Items from a data source
* start *
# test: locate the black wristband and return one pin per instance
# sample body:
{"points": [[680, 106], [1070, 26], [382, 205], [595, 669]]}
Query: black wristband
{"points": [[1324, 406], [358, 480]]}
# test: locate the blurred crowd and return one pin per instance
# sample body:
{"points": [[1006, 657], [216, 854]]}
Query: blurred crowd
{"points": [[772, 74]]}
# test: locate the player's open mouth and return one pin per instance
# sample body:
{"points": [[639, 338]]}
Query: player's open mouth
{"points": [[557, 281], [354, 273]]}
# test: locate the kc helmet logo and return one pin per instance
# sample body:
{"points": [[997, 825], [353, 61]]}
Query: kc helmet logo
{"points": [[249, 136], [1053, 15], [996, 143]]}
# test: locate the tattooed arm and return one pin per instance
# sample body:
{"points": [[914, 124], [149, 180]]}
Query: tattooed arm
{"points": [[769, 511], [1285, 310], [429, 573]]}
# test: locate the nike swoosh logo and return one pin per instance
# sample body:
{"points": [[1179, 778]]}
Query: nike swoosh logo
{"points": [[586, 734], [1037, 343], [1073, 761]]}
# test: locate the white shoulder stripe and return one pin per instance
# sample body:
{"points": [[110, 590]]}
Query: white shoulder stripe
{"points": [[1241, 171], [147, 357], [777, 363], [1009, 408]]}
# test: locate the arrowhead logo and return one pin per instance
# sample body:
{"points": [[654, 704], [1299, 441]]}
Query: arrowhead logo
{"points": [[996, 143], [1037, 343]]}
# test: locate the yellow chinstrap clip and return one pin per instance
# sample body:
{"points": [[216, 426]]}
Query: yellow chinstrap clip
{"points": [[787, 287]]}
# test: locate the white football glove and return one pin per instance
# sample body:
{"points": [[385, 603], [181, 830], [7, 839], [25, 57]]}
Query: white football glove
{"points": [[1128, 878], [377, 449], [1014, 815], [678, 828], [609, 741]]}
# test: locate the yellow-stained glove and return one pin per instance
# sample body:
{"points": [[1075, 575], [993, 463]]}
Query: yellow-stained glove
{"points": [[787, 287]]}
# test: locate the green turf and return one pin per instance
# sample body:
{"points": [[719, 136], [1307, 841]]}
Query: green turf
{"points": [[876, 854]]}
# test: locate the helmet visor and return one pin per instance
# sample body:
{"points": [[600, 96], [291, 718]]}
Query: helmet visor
* end *
__EXERCISE__
Write out all of the entries again, switching every "one pin per instance" to "a single point for each instance" and leaving the rest unchanged.

__RESULT__
# test: locate the black wristband and return a single point for each instance
# sample body:
{"points": [[680, 106], [1070, 26], [382, 205], [595, 669]]}
Query: black wristband
{"points": [[1324, 406], [358, 480]]}
# test: locate the blurred crowd and return a single point for each instance
# sample body:
{"points": [[1006, 657], [216, 854]]}
Query: blurred crowd
{"points": [[772, 74]]}
# test: locate the player's open mouth and return a single point for each instance
# sample body:
{"points": [[639, 338]]}
Query: player's open mouth
{"points": [[557, 281], [354, 273]]}
# test: locate the kc helmet logo and return a single point for each instance
# sample body:
{"points": [[997, 825], [353, 61]]}
Query: kc helmet logo
{"points": [[249, 136], [1053, 15], [996, 143]]}
# test: locate the tattooed arm and return a single point for each instance
# sample body:
{"points": [[914, 124], [149, 180]]}
Query: tattooed arm
{"points": [[769, 511], [1285, 310], [429, 573]]}
# test: locate the nike swoosh logo and return a single point for each instance
# sample body:
{"points": [[1179, 778]]}
Query: nike swoosh logo
{"points": [[586, 734], [1037, 343], [1073, 761]]}
# test: locate the white shoulder stripe and return a single point for each instance
# sample body:
{"points": [[110, 590]]}
Query: white shoulder stripe
{"points": [[1241, 171], [147, 357], [777, 363], [1009, 408]]}
# test: locate the arrowhead logo and return a single point for each instance
# sample body:
{"points": [[654, 704], [1299, 441]]}
Query: arrowhead logo
{"points": [[996, 143], [1037, 343]]}
# test: locate the yellow chinstrap clip and return a single point for each instance
# sample body:
{"points": [[216, 426]]}
Query: yellow chinstrap clip
{"points": [[787, 287]]}
# test: locate the white football glove and return a single point for each instance
# sample body:
{"points": [[385, 603], [181, 830], [7, 839], [25, 57]]}
Query: white football glove
{"points": [[1128, 878], [377, 449], [1014, 815], [678, 828], [609, 741]]}
# test: locate the yellow-stained glove and return a single point for each instance
# sample body:
{"points": [[1075, 575], [993, 463]]}
Query: yellow-stained glove
{"points": [[787, 287]]}
# test: locate the green turf and return a single point for each instance
# sample body:
{"points": [[719, 136], [1307, 841]]}
Query: green turf
{"points": [[876, 854]]}
# test: locate the helmet visor and return a single point for each instance
# sample body:
{"points": [[600, 96], [291, 718]]}
Query: helmet visor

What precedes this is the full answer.